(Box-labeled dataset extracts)
::::::::
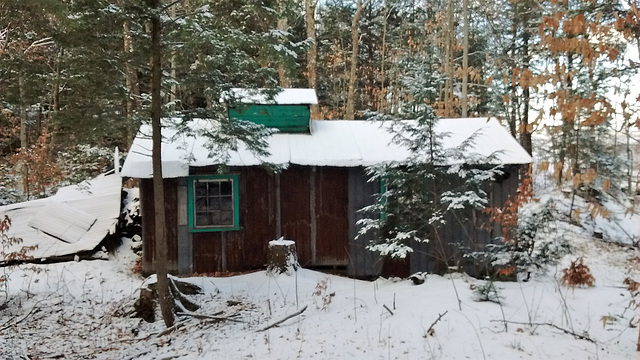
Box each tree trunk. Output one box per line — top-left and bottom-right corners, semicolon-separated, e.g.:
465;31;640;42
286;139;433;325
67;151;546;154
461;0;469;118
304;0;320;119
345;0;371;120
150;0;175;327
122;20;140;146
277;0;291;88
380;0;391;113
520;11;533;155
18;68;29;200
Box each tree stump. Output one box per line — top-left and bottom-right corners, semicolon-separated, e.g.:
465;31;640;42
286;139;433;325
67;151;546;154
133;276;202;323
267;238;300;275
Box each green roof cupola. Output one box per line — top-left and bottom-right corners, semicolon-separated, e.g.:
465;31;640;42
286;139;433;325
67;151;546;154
::::::::
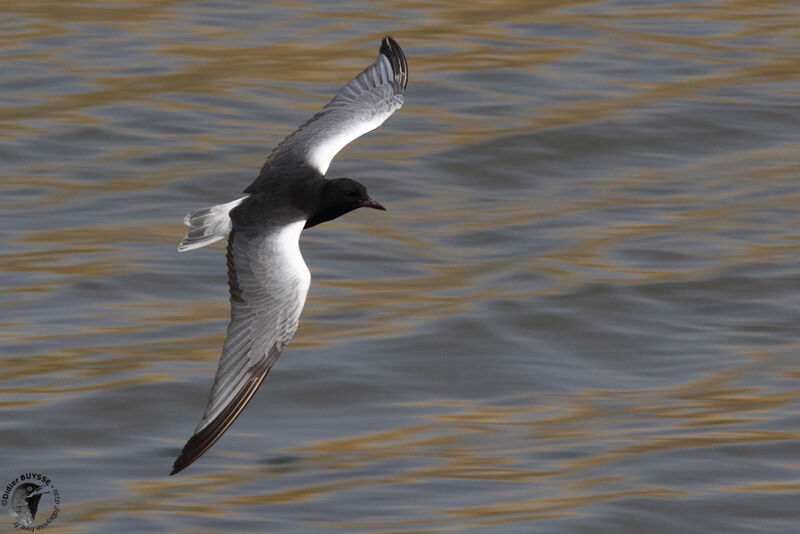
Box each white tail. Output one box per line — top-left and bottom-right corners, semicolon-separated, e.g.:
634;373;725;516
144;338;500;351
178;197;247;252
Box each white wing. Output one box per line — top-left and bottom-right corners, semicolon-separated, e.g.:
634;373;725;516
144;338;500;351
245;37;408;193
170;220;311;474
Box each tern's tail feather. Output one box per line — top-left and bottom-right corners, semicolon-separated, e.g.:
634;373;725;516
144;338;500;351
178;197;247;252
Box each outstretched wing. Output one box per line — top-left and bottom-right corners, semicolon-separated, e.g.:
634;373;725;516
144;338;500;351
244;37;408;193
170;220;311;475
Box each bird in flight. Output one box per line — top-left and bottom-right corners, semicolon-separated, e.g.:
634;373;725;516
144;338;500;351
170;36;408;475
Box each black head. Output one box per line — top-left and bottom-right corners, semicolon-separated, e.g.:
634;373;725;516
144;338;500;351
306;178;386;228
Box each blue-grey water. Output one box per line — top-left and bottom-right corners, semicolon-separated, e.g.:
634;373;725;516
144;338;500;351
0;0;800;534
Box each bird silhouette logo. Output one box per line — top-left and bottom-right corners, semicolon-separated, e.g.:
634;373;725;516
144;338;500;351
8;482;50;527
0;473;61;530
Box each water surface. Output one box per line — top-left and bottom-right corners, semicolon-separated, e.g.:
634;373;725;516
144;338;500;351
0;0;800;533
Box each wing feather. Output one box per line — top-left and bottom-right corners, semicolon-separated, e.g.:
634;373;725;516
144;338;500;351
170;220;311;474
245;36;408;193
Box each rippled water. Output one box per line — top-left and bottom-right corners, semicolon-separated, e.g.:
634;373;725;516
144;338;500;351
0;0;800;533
::::::::
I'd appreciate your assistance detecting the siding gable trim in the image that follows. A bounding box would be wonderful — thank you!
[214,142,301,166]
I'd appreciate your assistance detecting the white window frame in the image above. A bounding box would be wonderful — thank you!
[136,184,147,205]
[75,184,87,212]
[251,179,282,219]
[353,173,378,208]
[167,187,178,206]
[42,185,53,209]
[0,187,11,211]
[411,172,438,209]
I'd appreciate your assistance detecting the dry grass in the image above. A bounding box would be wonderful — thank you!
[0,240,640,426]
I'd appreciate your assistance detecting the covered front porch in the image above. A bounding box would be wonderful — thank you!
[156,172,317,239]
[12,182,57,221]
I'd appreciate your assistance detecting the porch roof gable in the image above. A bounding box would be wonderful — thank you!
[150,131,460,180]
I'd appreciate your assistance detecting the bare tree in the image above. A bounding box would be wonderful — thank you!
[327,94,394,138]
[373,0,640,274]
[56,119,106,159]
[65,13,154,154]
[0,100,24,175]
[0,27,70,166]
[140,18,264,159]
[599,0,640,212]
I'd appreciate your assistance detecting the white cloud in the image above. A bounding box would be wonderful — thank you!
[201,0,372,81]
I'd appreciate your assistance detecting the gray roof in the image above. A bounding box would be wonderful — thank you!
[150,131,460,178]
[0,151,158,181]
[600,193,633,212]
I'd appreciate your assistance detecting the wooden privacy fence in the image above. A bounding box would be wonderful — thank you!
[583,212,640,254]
::::::::
Retype the lines running from the one containing "Box each tree stump." through the one containing "267;238;300;275", both included, with nothing changed.

Box each tree stump. Output one box per line — top-left and bottom-right corners, semicolon-separated, e.g.:
465;31;640;42
286;139;433;325
67;151;546;154
133;276;202;323
267;238;300;275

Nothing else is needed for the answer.